**Passage for review**

##############################

PATHOGENS IN RECLAIMED WATER California 8-16-2007
Thursday, Aug 16 2007
Mayor Antonio Villaraigosa claims the city of Los Angeles has tried to be a "good neighbor" in its
operation of its Green Acres Farm in Kern County.
Los Angeles spreads about 750 tons of human and industrial waste a day on this "farm", which is
located between Bakersfield and Taft, south of Highway 119.
It seems the honorable mayor of Los Angeles doesn't know how bad his "farm" smells, the danger it
poses to the county's real farmland and water supply, and what a miserable neighbor it really is.
Let's tell him. Send an e-mail to Villaraigosa at email@example.com . Letters also can be sent by mail to
Mayor Antonio Villaraigosa, City Hall, 200 N. Spring St., Room 303, Los Angeles 90012, or by fax to 213-
The only thing “green” about the way the city of Los Angeles gets rid of its sludge is “money.”

##############################

**Supplied data**
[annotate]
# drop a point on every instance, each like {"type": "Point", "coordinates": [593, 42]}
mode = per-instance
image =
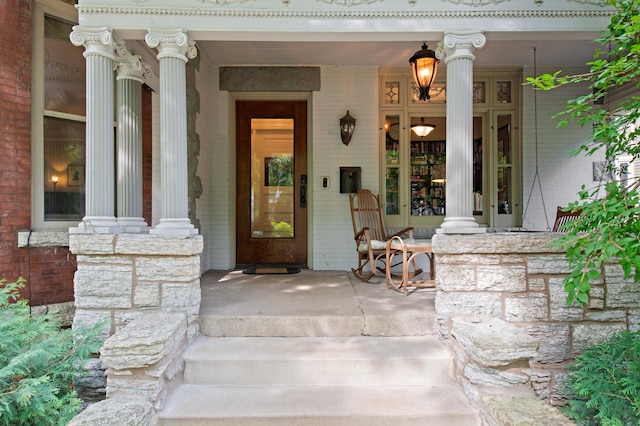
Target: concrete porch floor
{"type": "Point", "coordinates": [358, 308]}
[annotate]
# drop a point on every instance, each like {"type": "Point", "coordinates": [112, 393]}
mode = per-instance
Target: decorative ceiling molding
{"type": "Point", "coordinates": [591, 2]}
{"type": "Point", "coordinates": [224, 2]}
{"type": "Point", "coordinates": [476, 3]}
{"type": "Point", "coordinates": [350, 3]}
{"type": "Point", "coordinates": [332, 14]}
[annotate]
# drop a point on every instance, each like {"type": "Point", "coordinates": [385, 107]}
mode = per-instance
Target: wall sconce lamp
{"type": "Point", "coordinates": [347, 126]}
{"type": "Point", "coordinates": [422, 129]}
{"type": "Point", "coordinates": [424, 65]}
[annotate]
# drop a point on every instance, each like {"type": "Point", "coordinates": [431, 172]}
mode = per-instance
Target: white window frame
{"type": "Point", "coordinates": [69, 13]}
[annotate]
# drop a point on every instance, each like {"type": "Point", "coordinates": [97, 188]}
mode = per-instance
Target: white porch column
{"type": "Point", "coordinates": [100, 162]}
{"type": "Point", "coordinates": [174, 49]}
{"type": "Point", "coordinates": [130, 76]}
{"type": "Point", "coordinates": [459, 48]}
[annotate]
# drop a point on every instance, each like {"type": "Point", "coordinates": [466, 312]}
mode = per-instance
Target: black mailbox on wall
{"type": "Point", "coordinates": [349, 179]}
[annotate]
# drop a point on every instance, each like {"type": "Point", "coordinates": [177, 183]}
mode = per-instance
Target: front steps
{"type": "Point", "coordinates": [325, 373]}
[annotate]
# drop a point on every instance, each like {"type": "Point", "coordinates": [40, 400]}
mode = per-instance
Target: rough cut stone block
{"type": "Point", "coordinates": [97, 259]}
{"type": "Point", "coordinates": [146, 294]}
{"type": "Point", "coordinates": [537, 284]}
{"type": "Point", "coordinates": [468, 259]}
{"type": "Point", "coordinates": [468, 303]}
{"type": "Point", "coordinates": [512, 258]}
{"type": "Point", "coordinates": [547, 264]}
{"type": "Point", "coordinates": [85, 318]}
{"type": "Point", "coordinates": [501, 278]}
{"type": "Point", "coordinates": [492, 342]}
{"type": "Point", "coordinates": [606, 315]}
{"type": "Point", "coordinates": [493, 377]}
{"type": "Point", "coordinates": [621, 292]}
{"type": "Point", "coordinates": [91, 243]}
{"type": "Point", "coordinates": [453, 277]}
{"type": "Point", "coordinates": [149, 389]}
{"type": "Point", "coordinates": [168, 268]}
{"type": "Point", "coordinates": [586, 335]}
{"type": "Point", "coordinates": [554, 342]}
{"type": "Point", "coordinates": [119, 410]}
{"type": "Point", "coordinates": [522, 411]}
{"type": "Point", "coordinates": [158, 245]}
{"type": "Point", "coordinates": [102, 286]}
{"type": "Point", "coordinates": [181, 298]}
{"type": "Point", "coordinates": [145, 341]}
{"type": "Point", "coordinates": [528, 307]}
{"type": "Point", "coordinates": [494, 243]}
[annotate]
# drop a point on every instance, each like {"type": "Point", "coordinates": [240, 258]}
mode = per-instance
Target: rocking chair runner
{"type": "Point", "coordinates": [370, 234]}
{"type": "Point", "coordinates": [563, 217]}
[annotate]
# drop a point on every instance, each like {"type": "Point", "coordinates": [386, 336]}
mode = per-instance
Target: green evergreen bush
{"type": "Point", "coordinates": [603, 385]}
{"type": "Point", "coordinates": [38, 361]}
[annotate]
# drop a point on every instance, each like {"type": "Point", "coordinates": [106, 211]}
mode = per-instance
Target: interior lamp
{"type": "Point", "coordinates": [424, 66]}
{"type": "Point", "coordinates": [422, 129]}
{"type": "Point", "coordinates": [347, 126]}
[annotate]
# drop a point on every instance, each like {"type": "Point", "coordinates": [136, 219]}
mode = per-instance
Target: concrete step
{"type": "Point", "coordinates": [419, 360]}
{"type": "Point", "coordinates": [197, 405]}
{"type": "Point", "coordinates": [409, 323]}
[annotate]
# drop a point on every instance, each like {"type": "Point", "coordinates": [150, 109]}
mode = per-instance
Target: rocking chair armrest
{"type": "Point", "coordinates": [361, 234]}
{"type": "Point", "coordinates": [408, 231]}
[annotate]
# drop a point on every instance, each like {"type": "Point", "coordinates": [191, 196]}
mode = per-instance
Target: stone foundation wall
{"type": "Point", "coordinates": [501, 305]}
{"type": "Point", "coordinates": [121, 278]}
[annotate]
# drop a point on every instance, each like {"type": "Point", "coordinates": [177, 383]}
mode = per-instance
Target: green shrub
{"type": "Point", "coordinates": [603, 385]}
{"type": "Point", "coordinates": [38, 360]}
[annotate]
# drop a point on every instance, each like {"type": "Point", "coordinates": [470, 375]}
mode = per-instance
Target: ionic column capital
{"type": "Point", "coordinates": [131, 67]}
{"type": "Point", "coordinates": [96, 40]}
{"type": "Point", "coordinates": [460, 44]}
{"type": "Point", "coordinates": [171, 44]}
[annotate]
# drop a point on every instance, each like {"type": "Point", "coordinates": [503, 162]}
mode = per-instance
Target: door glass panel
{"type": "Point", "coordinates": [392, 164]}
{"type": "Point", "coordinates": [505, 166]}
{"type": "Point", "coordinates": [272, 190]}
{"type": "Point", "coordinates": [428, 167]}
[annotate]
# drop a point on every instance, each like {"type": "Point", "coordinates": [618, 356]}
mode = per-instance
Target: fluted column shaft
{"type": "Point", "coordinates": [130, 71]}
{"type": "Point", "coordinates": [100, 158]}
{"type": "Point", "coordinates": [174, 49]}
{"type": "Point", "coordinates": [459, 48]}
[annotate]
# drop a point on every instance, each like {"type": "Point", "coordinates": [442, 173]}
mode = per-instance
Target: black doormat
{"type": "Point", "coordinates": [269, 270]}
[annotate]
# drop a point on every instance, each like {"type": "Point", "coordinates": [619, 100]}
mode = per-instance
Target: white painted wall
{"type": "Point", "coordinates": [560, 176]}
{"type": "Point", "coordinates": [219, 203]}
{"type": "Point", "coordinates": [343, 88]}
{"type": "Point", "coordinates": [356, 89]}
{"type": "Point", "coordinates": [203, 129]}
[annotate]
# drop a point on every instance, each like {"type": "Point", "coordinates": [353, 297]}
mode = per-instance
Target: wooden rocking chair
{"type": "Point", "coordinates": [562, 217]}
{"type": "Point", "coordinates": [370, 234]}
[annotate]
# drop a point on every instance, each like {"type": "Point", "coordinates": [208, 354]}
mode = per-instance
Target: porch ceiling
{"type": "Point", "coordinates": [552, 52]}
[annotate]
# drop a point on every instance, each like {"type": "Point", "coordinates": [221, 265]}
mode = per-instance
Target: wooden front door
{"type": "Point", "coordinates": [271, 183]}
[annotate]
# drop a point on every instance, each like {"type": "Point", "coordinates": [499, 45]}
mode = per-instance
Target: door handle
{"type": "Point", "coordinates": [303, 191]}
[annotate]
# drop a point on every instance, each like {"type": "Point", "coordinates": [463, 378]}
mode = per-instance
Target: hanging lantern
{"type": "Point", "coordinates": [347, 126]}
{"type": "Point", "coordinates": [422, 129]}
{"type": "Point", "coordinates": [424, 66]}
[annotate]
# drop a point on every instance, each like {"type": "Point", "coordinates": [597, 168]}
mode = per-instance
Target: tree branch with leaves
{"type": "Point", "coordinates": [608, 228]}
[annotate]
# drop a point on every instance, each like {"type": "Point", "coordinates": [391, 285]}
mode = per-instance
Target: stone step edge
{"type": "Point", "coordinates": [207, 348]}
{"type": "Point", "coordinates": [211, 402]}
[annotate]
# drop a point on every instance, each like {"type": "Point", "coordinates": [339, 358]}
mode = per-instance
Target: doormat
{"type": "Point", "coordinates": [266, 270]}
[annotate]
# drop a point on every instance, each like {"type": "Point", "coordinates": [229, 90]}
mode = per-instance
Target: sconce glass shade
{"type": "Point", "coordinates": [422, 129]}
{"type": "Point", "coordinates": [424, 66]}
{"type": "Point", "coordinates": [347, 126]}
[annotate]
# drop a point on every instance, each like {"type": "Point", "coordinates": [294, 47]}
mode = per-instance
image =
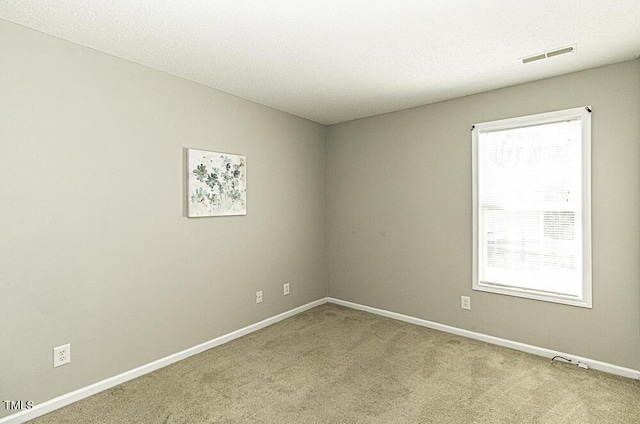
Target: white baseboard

##############################

**Problem A**
Answer these from the text on Green Acres Farm, one answer per line:
(i) How much waste does Los Angeles spread on the farm each day?
(ii) Between which two places is the farm located?
(iii) What room number is given in the mayor's mailing address?
**Problem B**
In one to three sentences, explain why the text on Green Acres Farm urges readers to contact Mayor Villaraigosa.

**Final answer A**
(i) About 750 tons of human and industrial waste.
(ii) Between Bakersfield and Taft, south of Highway 119.
(iii) Room 303.

**Final answer B**
The mayor claims Los Angeles has tried to be a "good neighbor," but the text says he seems not to know how bad the farm smells. It adds that he seems unaware of the danger the farm poses to the county's real farmland and water supply, and of what a miserable neighbor it is, so readers are asked to tell him.